PROVIDED PASSAGE:
--- begin ---

20 Jun 2011

Review: "Notting Hell"

Normally I don't read a lot of chick lit but since I have been spending a lot of time lying around eating pain killers and trying not to use my newly operated foot, I have had plenty of time to read but not having the energy to read anything too heavy. So I settled down with Rachel Johnson's "Notting Hell", a comedy about the self-obsessed, vain people living on a communal garden in Notting Hill. Rachel Johnson is the editor of the "Lady" magazine and from her bio on Wikipedia and articles in various media, she sounds like a lady who knows about the people that she is writing about in this novel.

The real main character in "Notting Hell" is actually the Notting Hill neighborhood. Now I've never lived here myself but according to this book, the neighborhood is defined by bankers and other professionals that leave early in the morning and return home to sleep and their high-maintenance wives who spend their days lunching (on something fat-free), exercising and shopping - and of course on raising their accomplished children. Sounds horrible doesn't it? Well, just wait till you read this book, I was so repulse by the people in it... especially the narrators of which there are two.

Meet Mimi. Mother of three, wife of Ralph (who btw. sounds pretty amazing) and dumber than a box-full-of-rocks. Living in Notting Hill defines her identity and justifies her entire life even though she and her sweet husband are living way beyond their means to stay in the attractive post code. Mimi is friends with Clare, her neighbor and the other narrator of this story. Clare is a neat-freak who loves gardening and who really wants a child but apparently cannot become pregnant. She is married to a successful ecotect (i.e. a fancy and expensive architect) and spends her days in the communal garden taking care of the flowers. Clare is a lot easier to like than Mimi even though she is a bit snobbish.

Mimi and Clare tell the story of life on a communal garden where everyone sleeps with everyone else's wife/husband and where a race to ensare the new millionaire in the garden means that the women all get their claws out. Charming. Or maybe not.

Now the people in this book are really not likeable. Mimi made me cringe and at times I wish she wasn't a narrator because it was impossible for me to like her. Clare is okay though and Mimi's husband is a sweetheart but most of the other characters range from slightly annoying to outright idiots. The plot and the descriptions of the neighborhood is hilarious though. It is the details that make it so funny, the try-hard attitude of minor characters and the constant greed that all of the characters represent. It is actually a really funny book and if you like chick lit where the characters are not very likeable, you will probably like this on.

Read it if: you subscribe to "Tatler", "Vanity Fair" or you enjoy reading the Times Rich List and imagining what goes on behind closed doors.

13 Jun 2011

Review: "The Passage"

I am not really sure what made me pick up "The Passage" by Justin Cronin - but to be honest I was probably giving in the to hype and thought I would give it a go just to see... And how here comes the review which is full of SPOILERS. I don't think I would be able to writing anything meaningful about this book if I didn't include SPOILERS so consider yourself warned.

What initially struck me about this book was two things: 1) It's size. It is really long. 2) The cover which I find absolutely beautiful.
Then I opened the book and started reading and those two initial impressions faded into the background.

--- end ---

PARTS OF THE EXERCISE:
1. According to the book reviews, which magazine does Rachel Johnson edit?
2. Write the next part of the book reviews, picking up right after their final sentence.

Extracted data entries:
--- begin ---

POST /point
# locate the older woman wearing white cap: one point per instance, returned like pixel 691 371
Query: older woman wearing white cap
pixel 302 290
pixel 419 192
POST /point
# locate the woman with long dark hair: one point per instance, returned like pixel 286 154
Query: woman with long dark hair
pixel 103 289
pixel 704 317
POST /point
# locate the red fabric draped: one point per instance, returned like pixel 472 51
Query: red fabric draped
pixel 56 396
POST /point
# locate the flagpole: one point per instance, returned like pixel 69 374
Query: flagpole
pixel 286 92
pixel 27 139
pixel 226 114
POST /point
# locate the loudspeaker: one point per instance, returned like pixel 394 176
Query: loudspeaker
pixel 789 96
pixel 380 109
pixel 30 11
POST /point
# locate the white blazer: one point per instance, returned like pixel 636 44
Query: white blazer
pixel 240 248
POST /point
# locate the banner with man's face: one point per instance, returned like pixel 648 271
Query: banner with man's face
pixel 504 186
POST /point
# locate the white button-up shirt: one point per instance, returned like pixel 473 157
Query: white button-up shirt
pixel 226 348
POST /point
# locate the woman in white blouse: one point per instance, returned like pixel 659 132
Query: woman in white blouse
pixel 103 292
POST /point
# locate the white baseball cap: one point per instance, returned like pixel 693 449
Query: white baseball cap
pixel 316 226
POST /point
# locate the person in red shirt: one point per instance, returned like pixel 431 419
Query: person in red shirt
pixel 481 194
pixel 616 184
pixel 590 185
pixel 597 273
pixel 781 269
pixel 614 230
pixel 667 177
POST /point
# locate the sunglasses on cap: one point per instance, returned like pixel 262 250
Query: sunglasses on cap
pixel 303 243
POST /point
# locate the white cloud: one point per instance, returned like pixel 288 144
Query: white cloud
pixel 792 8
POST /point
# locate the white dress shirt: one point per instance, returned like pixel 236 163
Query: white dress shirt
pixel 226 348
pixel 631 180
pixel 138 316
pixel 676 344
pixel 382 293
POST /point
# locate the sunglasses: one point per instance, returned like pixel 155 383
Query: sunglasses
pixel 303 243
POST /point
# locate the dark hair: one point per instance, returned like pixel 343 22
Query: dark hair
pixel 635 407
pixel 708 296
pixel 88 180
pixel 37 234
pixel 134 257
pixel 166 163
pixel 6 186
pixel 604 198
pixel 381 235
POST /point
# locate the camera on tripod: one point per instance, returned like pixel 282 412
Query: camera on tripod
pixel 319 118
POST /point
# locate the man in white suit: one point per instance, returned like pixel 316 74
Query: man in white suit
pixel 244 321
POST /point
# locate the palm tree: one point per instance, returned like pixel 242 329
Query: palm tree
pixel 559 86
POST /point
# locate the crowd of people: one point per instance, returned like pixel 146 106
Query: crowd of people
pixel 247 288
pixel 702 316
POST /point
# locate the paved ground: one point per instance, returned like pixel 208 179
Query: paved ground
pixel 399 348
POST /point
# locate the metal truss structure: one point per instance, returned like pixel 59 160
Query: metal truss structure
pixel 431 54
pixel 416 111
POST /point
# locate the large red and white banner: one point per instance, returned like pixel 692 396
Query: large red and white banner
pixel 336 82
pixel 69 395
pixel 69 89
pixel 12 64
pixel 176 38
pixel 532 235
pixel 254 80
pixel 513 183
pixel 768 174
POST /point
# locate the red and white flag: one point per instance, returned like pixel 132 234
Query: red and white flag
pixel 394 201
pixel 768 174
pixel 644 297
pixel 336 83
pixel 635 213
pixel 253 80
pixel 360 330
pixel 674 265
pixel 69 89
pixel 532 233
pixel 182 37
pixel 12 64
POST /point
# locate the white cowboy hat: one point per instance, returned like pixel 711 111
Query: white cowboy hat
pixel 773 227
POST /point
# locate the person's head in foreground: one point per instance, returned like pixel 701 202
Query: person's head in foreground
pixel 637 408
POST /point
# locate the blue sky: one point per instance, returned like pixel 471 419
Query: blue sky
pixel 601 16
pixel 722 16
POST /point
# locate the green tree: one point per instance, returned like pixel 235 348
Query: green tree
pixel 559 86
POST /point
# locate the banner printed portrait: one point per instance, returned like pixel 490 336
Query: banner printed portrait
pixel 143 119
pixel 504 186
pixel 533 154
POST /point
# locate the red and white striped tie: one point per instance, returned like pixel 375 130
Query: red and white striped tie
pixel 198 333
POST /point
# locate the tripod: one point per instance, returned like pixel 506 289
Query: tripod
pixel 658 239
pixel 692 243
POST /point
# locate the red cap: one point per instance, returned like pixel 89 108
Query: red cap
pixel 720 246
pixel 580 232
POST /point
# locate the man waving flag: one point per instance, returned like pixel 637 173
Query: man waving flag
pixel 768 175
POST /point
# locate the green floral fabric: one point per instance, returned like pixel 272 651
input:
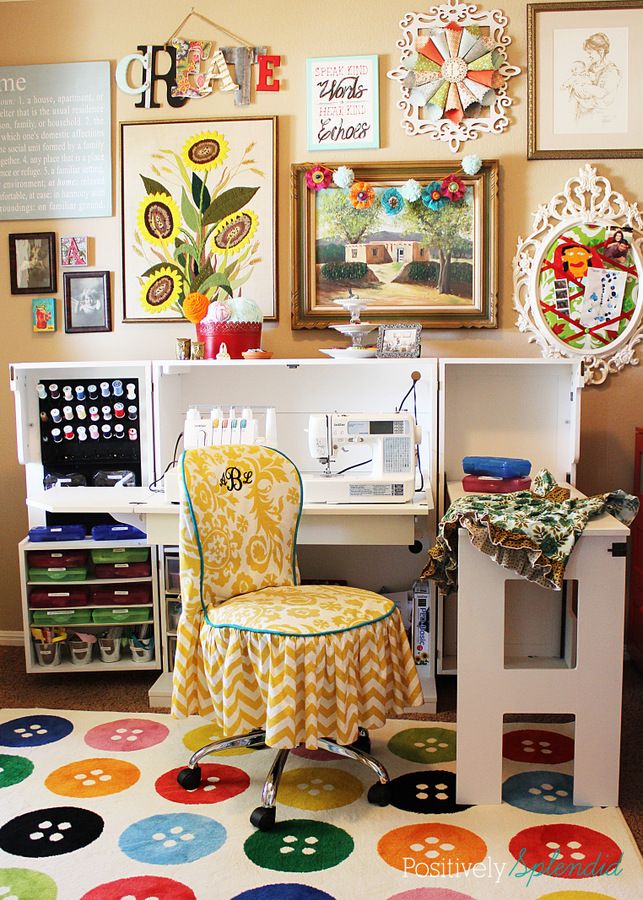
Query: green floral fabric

--- end ---

RESULTS BY TASK:
1. She edits the "Lady" magazine.

2.
The story opens a year or two from now and at first we follow several strands. The young mother who has to become a prostitute to be able to provide a meal and a roof for her little daughter Amy. The death row prisoner who gets an offer he can't refuse from an FBI agent who may have a hidden agenda. The FBI agent who is on a mission that he doesn't really understand but who is so emotionally messed up by losing his child that he doesn't care what the mission is about. Until the mission suddenly includes handing over Amy to an unknown fate and his paternal feelings come crashing over him.
This first part of the story, I really enjoyed. I loved the thrill of not knowing what is going on but having that ominous feeling that there is more to the story... The FBI agent Wolgast is a really good character with lots of depth and I really felt for him and looked forward to following his ride through the book - that was not to be however... Because really, this is all about Amy.

After about 200 pages the plot turns from a mystery thriller about taking responsibility for your actions to a whole different kettle of fish. From one page to the next - and this is where the SPOILER comes - the entire population of America (and possibly of the earth) has been wiped out by an attack of vampire zombies. I kid you not. Vampire zombies... As if the sparkling variety wasn't bad enough, now we have the superpowered, crazy zombie variety as well.
At this point I seriously considered closing the book and leaving it at that but I was in the garden at my parents place and still trying to get back on both feet after my operation so I had nothing else to do.
The story is impossible to really summarize from here but in a few words, this is what happens: A group of about 100 survivors has made a colony in the Californian mountains and there they have lived since the first epidemic. A hundred years have passed and a new world order is prevalent. The story follows a group of these people who set up to get a better understanding of what happen to the world of their forefathers and whether there are other humans out there who have managed to survive. All why they try and understand who the girl Amy is - a strange tween/teen who has suddenly appeared out of nowhere.

I don't know what to say. I am really really not into sci-fi, doomsday, end-of-the-world stories and suddenly I found myself reading one, rather unwillingly. Being honest, I would have put this book down if it wasn't because it is actually rather well-written. Great characters that you really empathize with and that come alive. Great descriptions of a world where all life as we know it has disappeared. Very Stephen King-ish. Will I read the next two books in what is planned to be a trilogy? Well, never say never but I really don't think so.

Read it if: You love Stephen King and think that "28 Days Later" is a great movie. Or if you would read anything featuring a vampire.

8 Jun 2011

Review: "Cousin Kate"

Georgette Heyer is where I go to look for comforting reads that allow me to escape into a regency world full of bustling gowns, silver snuff boxes and really delicious gentlemen... You know what I mean girls ;-)
So when I had to spend two weeks doing nothing due to an operation in my left leg (almost at the end of the two weeks now), I turned to Georgette Heyer for a bit of a regency romp. Usually I have very clear expectations of what I will get from a Heyer book and they always live up to my expectation. Always until this time that is... Because Georgette Heyer's "Cousin Kate" certainly did not.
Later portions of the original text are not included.